* _What you are asked to do_: What is needed here is every line of the records that includes "distant".

(Source material Opens)

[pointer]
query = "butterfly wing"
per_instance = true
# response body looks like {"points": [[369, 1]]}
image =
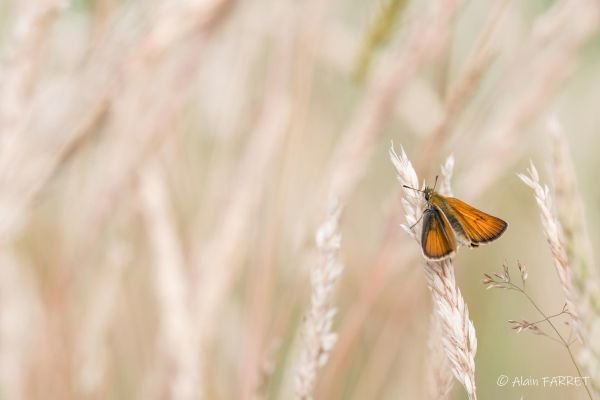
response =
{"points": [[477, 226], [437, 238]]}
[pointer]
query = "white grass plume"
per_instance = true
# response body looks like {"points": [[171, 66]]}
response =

(Source material Closes)
(Source material Opens)

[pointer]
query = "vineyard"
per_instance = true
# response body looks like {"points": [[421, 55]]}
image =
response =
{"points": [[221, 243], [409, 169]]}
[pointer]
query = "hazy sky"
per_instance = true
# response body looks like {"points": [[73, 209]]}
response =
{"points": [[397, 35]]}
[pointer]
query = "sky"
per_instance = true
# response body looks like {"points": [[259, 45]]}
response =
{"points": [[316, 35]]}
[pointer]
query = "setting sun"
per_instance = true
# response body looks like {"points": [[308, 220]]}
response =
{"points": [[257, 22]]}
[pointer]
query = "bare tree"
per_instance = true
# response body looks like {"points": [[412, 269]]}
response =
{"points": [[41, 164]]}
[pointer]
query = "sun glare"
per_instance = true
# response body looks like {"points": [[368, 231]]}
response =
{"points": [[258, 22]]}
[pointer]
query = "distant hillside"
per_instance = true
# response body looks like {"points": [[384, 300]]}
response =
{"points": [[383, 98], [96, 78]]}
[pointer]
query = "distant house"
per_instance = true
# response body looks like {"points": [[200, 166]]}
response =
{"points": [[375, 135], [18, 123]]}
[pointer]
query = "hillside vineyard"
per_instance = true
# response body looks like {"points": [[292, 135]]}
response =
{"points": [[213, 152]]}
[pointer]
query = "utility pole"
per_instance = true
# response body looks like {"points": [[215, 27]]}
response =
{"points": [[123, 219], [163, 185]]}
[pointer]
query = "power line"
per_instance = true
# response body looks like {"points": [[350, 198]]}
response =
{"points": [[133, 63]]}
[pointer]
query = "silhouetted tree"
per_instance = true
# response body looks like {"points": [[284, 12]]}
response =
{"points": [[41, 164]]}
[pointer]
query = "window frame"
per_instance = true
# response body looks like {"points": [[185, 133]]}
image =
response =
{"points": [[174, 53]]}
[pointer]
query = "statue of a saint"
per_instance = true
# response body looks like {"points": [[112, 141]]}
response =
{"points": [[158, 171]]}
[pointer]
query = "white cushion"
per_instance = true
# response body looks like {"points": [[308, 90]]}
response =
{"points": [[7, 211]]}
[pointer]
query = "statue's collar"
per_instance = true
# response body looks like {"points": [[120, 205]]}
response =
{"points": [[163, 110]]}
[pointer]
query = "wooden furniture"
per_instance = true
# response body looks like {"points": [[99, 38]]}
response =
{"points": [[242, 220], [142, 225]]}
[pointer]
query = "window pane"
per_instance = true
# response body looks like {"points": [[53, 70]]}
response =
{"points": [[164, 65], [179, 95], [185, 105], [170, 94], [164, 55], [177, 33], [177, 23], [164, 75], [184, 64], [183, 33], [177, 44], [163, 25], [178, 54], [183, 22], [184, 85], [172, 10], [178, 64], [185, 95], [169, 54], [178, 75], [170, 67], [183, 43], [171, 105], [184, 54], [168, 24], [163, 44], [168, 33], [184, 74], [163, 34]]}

(Source material Closes)
(Source material Opens)

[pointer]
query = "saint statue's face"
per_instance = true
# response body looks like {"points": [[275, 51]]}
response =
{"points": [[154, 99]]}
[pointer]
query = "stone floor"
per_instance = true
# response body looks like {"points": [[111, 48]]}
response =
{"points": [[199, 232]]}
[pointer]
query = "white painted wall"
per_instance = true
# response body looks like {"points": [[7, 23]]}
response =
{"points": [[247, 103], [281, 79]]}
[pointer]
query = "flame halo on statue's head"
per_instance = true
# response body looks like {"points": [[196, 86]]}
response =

(Source material Closes)

* _Solution for this task_:
query = "distant hillside"
query = "distant house"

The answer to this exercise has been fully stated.